## SELECTED TEXT
Mustaches vs Cancer is going well.  I want to thank again everyone who’s checked out the website, particularly those of you who have (or who intend to) sponsor my mustache by making a donation to the Memorial Sloan-Kettering Cancer Center pediatric department.

Sep 292009
 


This is a combination post. Last week, I highlighted five blogs that I really enjoy. This week, I thought I’d put the spotlight on a few more blogs I like that you might not know about.

I also want to point out that I’ve reorganized my blogroll a little. My blogroll is linked directly to my Google Reader subscription lists. So, if you see a blog in my blogroll, it means that I’ve subscribed to that feed. Also, it saves me some time updating the blogroll by automating the process. If anyone wants to know how I did that, I’d be happy to post up some instructions.

But back to the point, I unsubscribed to a lot of blogs. Basically, if the blog hasn’t been updated in over a year, or never really got off the ground (meaning less than about 10 or so total posts) I unsubscribed. I also added a section for Women in BJJ, as well as broke out the blogs that are mainly school announcements and such. I hope it helps some people connect to the growing online community of Jits addicts.

## ACTION ITEM
Reproduce the entire blog post word for word. The items that come next have no connection to the blog post.

(Saved data entries)
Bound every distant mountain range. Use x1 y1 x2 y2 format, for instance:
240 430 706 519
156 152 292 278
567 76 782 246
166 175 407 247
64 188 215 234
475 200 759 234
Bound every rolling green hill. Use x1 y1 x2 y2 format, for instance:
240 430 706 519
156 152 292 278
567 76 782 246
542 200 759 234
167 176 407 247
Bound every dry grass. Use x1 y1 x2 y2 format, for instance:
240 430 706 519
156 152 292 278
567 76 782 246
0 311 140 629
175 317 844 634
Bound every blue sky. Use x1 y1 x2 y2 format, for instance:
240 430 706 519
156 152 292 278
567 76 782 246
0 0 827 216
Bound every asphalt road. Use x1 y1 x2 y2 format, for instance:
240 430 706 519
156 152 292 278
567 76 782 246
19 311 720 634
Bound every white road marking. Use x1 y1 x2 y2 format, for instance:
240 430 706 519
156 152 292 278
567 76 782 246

## EXERCISE RESPONSE
Mustaches vs Cancer is going well.  I want to thank again everyone who’s checked out the website, particularly those of you who have (or who intend to) sponsor my mustache by making a donation to the Memorial Sloan-Kettering Cancer Center pediatric department.

Sep 292009
 


This is a combination post. Last week, I highlighted five blogs that I really enjoy. This week, I thought I’d put the spotlight on a few more blogs I like that you might not know about.

I also want to point out that I’ve reorganized my blogroll a little. My blogroll is linked directly to my Google Reader subscription lists. So, if you see a blog in my blogroll, it means that I’ve subscribed to that feed. Also, it saves me some time updating the blogroll by automating the process. If anyone wants to know how I did that, I’d be happy to post up some instructions.

But back to the point, I unsubscribed to a lot of blogs. Basically, if the blog hasn’t been updated in over a year, or never really got off the ground (meaning less than about 10 or so total posts) I unsubscribed. I also added a section for Women in BJJ, as well as broke out the blogs that are mainly school announcements and such. I hope it helps some people connect to the growing online community of Jits addicts.